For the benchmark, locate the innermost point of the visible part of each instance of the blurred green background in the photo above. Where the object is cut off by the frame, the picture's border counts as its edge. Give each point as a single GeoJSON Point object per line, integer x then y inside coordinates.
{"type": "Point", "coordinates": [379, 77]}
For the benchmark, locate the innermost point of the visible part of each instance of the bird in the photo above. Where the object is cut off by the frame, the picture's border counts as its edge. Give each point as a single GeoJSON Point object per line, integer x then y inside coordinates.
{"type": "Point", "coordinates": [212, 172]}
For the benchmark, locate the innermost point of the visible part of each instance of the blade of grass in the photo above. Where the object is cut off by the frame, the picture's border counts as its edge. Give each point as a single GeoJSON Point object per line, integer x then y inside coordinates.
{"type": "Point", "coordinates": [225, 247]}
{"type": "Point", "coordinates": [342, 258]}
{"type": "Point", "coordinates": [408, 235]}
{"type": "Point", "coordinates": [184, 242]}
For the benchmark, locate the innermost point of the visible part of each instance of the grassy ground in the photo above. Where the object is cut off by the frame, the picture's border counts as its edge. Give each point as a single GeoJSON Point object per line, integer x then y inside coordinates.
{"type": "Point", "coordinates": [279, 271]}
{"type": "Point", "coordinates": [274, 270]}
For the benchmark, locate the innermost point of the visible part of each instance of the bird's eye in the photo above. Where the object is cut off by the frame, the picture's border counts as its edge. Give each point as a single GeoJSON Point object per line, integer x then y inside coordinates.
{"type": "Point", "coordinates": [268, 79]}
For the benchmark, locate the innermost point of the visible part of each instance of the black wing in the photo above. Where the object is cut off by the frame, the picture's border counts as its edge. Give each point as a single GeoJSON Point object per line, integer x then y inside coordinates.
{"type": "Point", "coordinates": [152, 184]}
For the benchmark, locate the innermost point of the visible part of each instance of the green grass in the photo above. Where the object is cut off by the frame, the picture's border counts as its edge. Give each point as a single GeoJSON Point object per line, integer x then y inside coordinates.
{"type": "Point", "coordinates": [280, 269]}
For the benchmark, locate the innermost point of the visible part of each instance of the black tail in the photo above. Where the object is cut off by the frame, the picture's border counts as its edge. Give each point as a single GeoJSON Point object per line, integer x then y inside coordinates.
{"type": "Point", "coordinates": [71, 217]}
• • • • •
§ **Exercise goal**:
Rewrite the lines above with "benchmark" changed to "evaluation" wherever it appears, leaving everything else unchanged.

§ **Written solution**:
For the evaluation, locate the innermost point of the visible part of each instance of the blurred green background in the photo above. Where the object is cut off by the frame, the picture's border counts as its edge. Give each point as a single GeoJSON Point object per line, integer x then y inside coordinates.
{"type": "Point", "coordinates": [379, 77]}
For the evaluation, locate the innermost point of the visible part of each instance of the bird in the photo above. Where the object is cut off by the frame, the picture's border counts as its edge. Give each point as a single GeoJSON Point object per line, integer x then y inside coordinates.
{"type": "Point", "coordinates": [212, 172]}
For the evaluation, locate the innermost point of the visible part of each instance of the blade of grass in the photo above. Where the object is cut off by the frame, the picture's border counts as its edge. Give each point as a single GeoJSON Point object per line, integer x then y inside coordinates.
{"type": "Point", "coordinates": [225, 247]}
{"type": "Point", "coordinates": [342, 258]}
{"type": "Point", "coordinates": [408, 235]}
{"type": "Point", "coordinates": [184, 242]}
For the evaluation, locate the innermost point of the visible part of each instance of the grassy ground in the photo above. Where the object is cut off by the frame, the picture's border counts as its edge. Give each point as a single GeoJSON Point object per line, integer x then y inside coordinates.
{"type": "Point", "coordinates": [279, 271]}
{"type": "Point", "coordinates": [274, 270]}
For the evaluation, locate the innermost point of the visible part of each instance of the bird's eye in the photo above. Where the object is cut off by the frame, the picture's border counts as its edge. Give each point as a single GeoJSON Point object per line, integer x then y inside coordinates.
{"type": "Point", "coordinates": [268, 79]}
For the evaluation, locate the innermost point of the visible part of each instance of the black wing in the photo above. Where the object is cut off by the frame, the picture's border counts as its edge. Give each point as a single GeoJSON Point object per line, integer x then y inside coordinates.
{"type": "Point", "coordinates": [152, 184]}
For the evaluation, locate the innermost point of the visible part of each instance of the green grass in the photo above. Where the object is cut off by the frame, the picture's border counts as its edge. Give each point as a single GeoJSON Point object per line, integer x then y inside coordinates.
{"type": "Point", "coordinates": [280, 269]}
For the evaluation, locate the innermost point of the visible part of each instance of the black tail in the photo above. Where the object is cut off by the frame, the picture's border counts as its edge. Give each point as a single GeoJSON Point object per line, integer x then y inside coordinates.
{"type": "Point", "coordinates": [71, 217]}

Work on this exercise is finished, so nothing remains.